-- start --

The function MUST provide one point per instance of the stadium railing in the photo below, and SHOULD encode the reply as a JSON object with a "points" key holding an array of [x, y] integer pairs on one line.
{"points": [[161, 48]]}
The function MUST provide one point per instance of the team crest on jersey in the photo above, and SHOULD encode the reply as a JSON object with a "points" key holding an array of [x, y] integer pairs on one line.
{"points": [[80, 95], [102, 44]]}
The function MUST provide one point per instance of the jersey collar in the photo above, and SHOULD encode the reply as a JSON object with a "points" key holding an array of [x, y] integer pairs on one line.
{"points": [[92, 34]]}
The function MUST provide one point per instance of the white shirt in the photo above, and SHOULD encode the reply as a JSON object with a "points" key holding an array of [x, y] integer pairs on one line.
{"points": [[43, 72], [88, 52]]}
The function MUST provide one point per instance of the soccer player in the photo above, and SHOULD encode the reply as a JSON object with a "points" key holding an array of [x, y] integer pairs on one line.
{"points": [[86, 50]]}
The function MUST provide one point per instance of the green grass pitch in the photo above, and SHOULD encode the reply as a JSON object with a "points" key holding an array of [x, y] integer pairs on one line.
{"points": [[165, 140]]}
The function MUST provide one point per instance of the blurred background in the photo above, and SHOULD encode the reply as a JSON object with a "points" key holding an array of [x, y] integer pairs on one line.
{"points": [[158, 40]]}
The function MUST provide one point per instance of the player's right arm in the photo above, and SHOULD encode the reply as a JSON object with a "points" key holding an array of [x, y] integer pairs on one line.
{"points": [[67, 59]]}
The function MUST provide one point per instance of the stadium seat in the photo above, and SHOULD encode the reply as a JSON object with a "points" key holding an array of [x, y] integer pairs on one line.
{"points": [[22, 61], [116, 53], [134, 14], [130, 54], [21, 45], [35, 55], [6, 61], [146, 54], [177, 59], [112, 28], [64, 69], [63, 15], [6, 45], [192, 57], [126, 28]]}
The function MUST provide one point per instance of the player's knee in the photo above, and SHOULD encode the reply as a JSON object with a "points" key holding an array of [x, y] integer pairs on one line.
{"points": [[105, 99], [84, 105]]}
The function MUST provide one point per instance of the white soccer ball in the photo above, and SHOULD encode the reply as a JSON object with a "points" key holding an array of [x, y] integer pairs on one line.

-- end --
-- start --

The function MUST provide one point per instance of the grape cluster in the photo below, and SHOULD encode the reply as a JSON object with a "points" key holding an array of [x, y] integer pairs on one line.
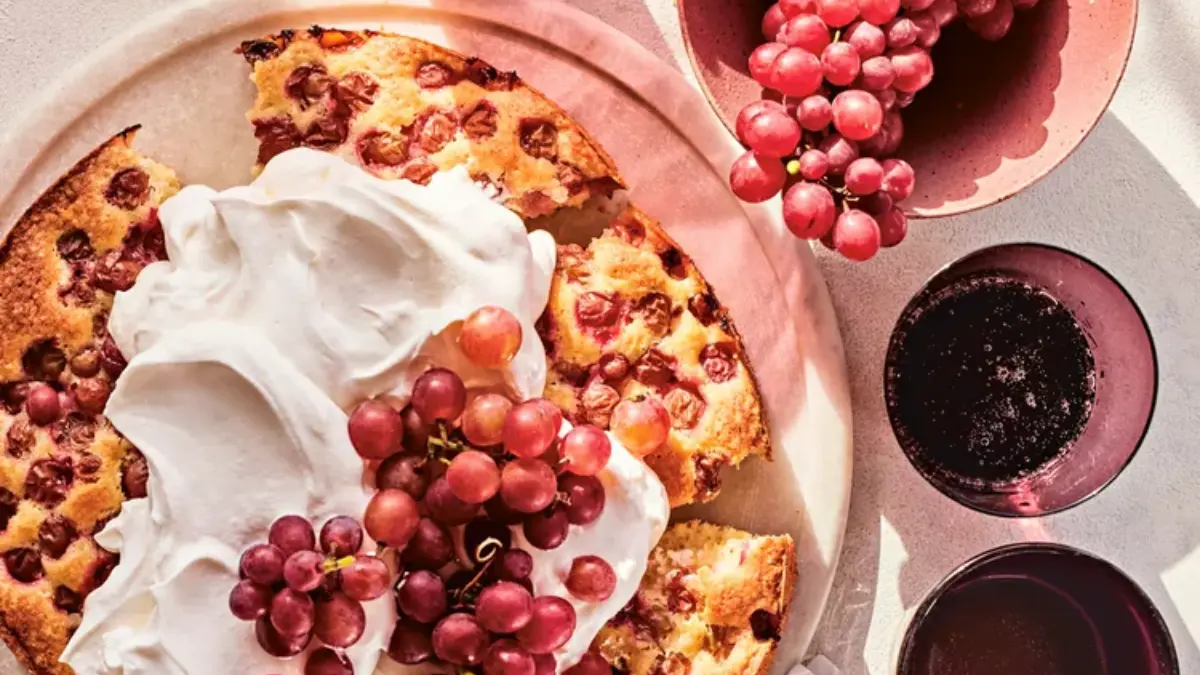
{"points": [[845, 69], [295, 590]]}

-- end --
-- start --

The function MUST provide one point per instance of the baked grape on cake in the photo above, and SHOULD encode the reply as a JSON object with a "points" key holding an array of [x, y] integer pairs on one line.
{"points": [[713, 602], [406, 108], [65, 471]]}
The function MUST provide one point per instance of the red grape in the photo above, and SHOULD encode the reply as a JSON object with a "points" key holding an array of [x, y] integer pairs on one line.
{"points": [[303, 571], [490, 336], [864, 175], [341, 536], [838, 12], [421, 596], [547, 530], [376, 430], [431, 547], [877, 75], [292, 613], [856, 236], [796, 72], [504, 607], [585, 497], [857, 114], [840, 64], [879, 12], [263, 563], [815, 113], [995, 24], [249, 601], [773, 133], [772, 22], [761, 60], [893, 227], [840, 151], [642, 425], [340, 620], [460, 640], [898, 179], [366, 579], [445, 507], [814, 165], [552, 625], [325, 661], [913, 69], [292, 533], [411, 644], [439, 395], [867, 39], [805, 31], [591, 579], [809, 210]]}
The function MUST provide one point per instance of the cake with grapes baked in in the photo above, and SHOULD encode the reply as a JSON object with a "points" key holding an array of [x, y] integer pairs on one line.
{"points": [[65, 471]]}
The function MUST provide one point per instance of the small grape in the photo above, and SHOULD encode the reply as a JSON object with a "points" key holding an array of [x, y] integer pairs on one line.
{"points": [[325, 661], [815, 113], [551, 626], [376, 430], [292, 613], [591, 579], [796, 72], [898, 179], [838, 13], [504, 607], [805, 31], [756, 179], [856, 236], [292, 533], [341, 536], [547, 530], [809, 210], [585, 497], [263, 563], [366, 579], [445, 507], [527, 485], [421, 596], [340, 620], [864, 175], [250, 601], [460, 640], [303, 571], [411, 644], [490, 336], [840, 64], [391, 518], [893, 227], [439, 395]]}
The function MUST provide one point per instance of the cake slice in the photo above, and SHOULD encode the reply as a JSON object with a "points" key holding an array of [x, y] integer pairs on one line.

-- end --

- _Required task_
Switch "stadium seat" to "spectator seat" in the lines starting at the one that contains "The function MUST provide one point per instance of the blurred" and ending at the one that contains "the white soccer". Give only those lines, with everything else unchanged.

- _Answer to this exercise_
The function MUST provide one point per instance of the blurred background in the photo above, and SHOULD encode the reply as a JSON object with a "points" key holding an array of [x, y] integer pairs on one line.
{"points": [[158, 40]]}
The function MUST provide one point per instance of the player's right arm in the photo above, and SHOULD encode the reply as a JSON object with a "points" key holding an array of [x, y] integer pairs on one line.
{"points": [[67, 59]]}
The function MUST provide one point per instance of the spectator seat in the photo above, and SHOULD encode the reply as a JSON object with a "points" key holding an array of [x, y] integer pairs on one line.
{"points": [[22, 61], [116, 53], [134, 14], [130, 54], [21, 45], [35, 55], [6, 61], [146, 54], [177, 59], [112, 28], [64, 69], [63, 15], [6, 45], [192, 57], [126, 28]]}
The function MUST provide one point per instance of the player's knee in the photo above, and SHOULD encode the reply as a JSON object with a "points" key holding an array of [x, y] integer pairs on one line.
{"points": [[105, 99], [84, 105]]}
The function MUST provide one point per instance of the white soccer ball in the photo above, and SHOULD encode the reply as a JSON object with a "points" key holding an array of [x, y] integer pairs on one line.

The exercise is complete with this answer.